SELECTED EXCERPT -
————————

All entries.
Showing Items 1-10 of 605 on page 1 of 61: 1 2 3 4 5 6 Next Last

Logo ELKI 0.7.0

by erich - November 27, 2015, 18:23:16 CET [ Project Homepage BibTeX BibTeX for corresponding Paper Download ] 15723 views, 2864 downloads, 4 subscriptions

About: ELKI is a framework for implementing data-mining algorithms with support for index structures, that includes a wide variety of clustering and outlier detection methods.


Additions and Improvements from ELKI 0.6.0:

ELKI is now available on Maven:|de.lmu.ifi.dbs.elki|elki|0.7.0|jar

Please clone for a minimal project example.

Uncertain data types, and clustering algorithms for uncertain data.

Major refactoring of distances - removal of Distance values and removed support for non-double-valued distance functions (in particular DoubleDistance was removed). While this reduces the generality of ELKI, we could remove about 2.5% of the codebase by not having to have optimized codepaths for double-distance anymore. Generics for distances were present in almost any distance-based algorithm, and we were also happy to reduce the use of generics this way. Support for non-double-valued distances can trivially be added again, e.g. by adding the specialization one level higher: at the query instead of the distance level, for example. In this process, we also removed the Generics from NumberVector. The object-based get was deprecated for a good reason long ago, and e.g. doubleValue are more efficient (even for non-DoubleVectors).

Dropped some long-deprecated classes.


  • speedups for some initialization heuristics.

  • K-means++ initialization no longer squares distances (again).

  • farthest-point heuristics now uses minimum instead of sum (renamed).

  • additional evaluation criteria.

  • Elkan's and Hamerly's faster k-means variants.

CLARA clustering.


Hierarchical clustering:

  • Renamed naive algorithm to AGNES.

  • Anderbergs algorithm (faster than AGNES, slower than SLINK).

  • CLINK for complete linkage clustering in O(n²) time, O(n) memory.

  • Simple extraction from HDBSCAN.

  • "Optimal" extraction from HDBSCAN.

  • HDBSCAN, in two variants.

LSDBC clustering.

EM clustering was refactored and moved into its own package. The new version is much more extensible.

OPTICS clustering:

  • Added a list-based variant of OPTICS to our heap-based.

  • FastOPTICS (contributed by Johannes Schneider).

  • Improved OPTICS Xi cluster extraction.

Outlier detection:

  • KDEOS outlier detection (SDM14).

  • k-means based outlier detection (distance to centroid) and Silhouette coefficient based approach (which does not work too well on the toy data sets - the lowest silhouette are usually where two clusters touch).

  • bug fix in kNN weight, when distances are tied and kNN yields more than k results.

  • kNN and kNN weight outlier have their k parameter changed: old 2NN outlier is now 1NN outlier, as commonly understood in classification literature (1 nearest neighbor other than the query object; whereas in database literature the 1NN is usually the query object itself). You can get the old result back by decreasing k by one easily.

  • LOCI implementation is now only O(n^3 log n) instead of O(n^4).

  • Local Isolation Coefficient (LIC).

————————

STORED RECORDS -
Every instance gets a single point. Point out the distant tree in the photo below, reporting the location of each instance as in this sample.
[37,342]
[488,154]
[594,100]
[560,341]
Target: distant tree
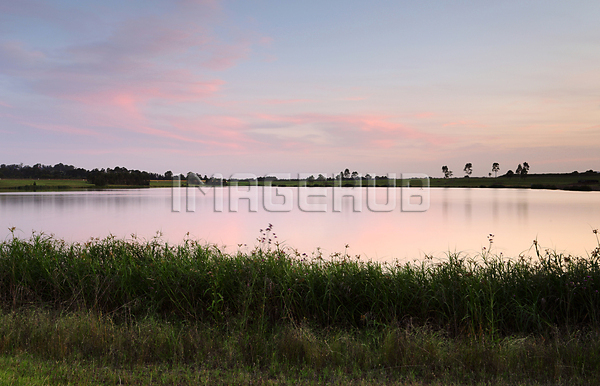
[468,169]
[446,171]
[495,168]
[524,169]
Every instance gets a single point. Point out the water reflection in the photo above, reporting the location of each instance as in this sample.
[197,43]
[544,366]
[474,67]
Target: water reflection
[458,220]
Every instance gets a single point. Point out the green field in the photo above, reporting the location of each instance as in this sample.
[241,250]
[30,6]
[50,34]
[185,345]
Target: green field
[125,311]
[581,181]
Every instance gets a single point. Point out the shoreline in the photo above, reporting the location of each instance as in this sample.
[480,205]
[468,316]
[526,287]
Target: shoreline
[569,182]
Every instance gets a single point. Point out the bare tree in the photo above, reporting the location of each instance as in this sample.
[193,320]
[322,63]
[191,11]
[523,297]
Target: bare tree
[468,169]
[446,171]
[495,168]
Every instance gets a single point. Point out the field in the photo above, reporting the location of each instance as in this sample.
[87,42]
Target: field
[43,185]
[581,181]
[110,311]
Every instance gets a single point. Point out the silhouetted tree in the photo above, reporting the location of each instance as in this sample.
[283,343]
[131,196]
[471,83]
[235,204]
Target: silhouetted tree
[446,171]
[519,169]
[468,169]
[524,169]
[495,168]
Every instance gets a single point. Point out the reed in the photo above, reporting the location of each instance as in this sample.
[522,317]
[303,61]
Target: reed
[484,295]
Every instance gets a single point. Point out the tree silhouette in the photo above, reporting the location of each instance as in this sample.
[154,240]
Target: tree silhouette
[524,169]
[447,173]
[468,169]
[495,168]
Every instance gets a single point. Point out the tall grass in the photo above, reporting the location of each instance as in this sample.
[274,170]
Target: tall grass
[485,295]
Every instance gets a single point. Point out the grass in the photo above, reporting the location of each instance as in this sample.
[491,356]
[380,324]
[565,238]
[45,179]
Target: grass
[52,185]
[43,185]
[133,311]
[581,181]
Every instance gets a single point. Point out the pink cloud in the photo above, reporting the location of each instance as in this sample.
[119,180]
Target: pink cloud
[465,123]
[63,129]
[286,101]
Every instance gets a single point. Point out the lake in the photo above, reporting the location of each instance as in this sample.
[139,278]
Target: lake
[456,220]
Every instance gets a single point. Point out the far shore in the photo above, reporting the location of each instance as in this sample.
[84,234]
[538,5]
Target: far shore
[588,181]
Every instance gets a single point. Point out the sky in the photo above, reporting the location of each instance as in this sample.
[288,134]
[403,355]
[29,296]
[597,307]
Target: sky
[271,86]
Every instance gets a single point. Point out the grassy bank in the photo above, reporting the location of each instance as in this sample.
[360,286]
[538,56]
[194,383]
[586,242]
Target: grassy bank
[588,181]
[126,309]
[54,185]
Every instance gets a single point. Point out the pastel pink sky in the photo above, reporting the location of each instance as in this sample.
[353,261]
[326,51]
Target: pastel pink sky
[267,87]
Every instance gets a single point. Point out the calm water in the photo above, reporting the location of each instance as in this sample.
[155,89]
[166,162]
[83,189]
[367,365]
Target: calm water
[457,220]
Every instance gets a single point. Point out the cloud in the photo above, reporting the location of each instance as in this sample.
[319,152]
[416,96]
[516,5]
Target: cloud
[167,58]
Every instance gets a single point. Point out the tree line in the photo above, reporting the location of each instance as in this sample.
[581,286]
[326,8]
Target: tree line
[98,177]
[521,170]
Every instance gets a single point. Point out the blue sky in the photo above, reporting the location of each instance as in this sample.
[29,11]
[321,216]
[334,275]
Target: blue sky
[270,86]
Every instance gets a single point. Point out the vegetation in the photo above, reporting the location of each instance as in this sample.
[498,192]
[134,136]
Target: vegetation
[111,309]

————————

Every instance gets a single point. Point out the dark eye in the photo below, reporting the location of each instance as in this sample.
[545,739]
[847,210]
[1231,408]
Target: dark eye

————————

YOUR OBJECTIVE - Transcribe the ELKI 0.7.0 release notes from "LSDBC clustering." to "by Johannes Schneider).". Rely solely on the ELKI 0.7.0 release notes and not on the data.

RESULT OF THE EXERCISE -
LSDBC clustering.

EM clustering was refactored and moved into its own package. The new version is much more extensible.

OPTICS clustering:

  • Added a list-based variant of OPTICS to our heap-based.

  • FastOPTICS (contributed by Johannes Schneider).